→ **Exercise text**

PLoS Genetics (Nov 2018)

An investigation of Y chromosome incorporations in 400 species of Drosophila and related genera.

  • Eduardo G Dupim,
  • Gabriel Goldstein,
  • Thyago Vanderlinde,
  • Suzana C Vaz,
  • Flávia Krsticevic,
  • Aline Bastos,
  • Thadeo Pinhão,
  • Marcos Torres,
  • Jean R David,
  • Carlos R Vilela,
  • Antonio Bernardo Carvalho

DOI
https://doi.org/10.1371/journal.pgen.1007770
Journal volume & issue
Vol. 14, no. 11
p. e1007770

Abstract

Read online

Y chromosomes are widely believed to evolve from a normal autosome through a process of massive gene loss (with preservation of some male genes), shaped by sex-antagonistic selection and complemented by occasional gains of male-related genes. The net result of these processes is a male-specialized chromosome. This might be expected to be an irreversible process, but it was found in 2005 that the Drosophila pseudoobscura Y chromosome was incorporated into an autosome. Y chromosome incorporations have important consequences: a formerly male-restricted chromosome reverts to autosomal inheritance, and the species may shift from an XY/XX to X0/XX sex-chromosome system. In order to assess the frequency and causes of this phenomenon we searched for Y chromosome incorporations in 400 species from Drosophila and related genera. We found one additional large scale event of Y chromosome incorporation, affecting the whole montium subgroup (40 species in our sample); overall 13% of the sampled species (52/400) have Y incorporations. While previous data indicated that after the Y incorporation the ancestral Y disappeared as a free chromosome, the much larger data set analyzed here indicates that a copy of the Y survived as a free chromosome both in montium and pseudoobscura species, and that the current Y of the pseudoobscura lineage results from a fusion between this free Y and the neoY. The 400 species sample also showed that the previously suggested causal connection between X-autosome fusions and Y incorporations is, at best, weak: the new case of Y incorporation (montium) does not have X-autosome fusion, whereas nine independent cases of X-autosome fusions were not followed by Y incorporations. Y incorporation is an underappreciated mechanism affecting Y chromosome evolution; our results show that at least in Drosophila it plays a relevant role and highlight the need of similar studies in other groups.

→ **Work to be completed**
According to the abstract on Drosophila Y chromosomes, what share of the sampled species have Y incorporations? These rows come from a different source than the text above.

→ **Source information**
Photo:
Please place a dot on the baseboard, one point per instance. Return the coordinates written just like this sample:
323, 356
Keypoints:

...

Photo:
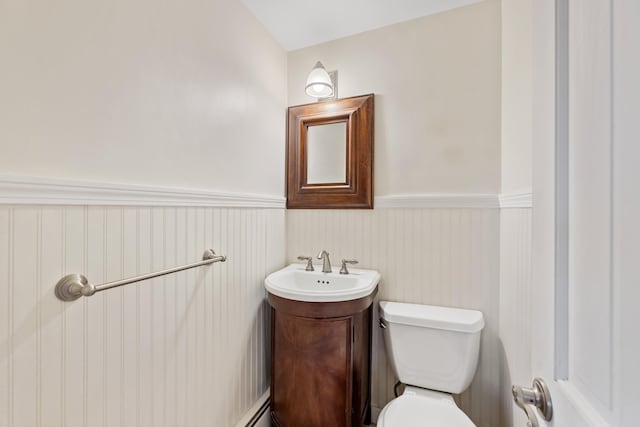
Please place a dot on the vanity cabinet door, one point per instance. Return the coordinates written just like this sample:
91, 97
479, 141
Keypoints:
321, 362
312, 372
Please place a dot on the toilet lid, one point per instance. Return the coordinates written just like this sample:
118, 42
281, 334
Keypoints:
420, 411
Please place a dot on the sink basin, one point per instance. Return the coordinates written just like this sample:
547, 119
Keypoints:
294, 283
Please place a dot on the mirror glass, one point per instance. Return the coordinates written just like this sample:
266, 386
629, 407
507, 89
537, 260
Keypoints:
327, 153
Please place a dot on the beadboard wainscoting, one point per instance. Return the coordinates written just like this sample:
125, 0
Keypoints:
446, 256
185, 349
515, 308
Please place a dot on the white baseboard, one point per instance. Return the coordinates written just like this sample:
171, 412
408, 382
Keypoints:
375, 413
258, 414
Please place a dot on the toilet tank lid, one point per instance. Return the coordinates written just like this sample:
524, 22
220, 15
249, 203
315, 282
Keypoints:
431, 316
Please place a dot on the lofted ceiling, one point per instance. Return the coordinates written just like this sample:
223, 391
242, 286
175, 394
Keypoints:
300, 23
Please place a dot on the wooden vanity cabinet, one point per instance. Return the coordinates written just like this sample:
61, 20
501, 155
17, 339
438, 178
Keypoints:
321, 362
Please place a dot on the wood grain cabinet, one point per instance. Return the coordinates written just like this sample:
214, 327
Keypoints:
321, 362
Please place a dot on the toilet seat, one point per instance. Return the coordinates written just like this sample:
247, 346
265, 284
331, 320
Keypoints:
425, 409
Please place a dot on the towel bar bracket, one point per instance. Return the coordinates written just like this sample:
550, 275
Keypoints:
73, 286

→ **Reply**
13% of the sampled species (52 of 400).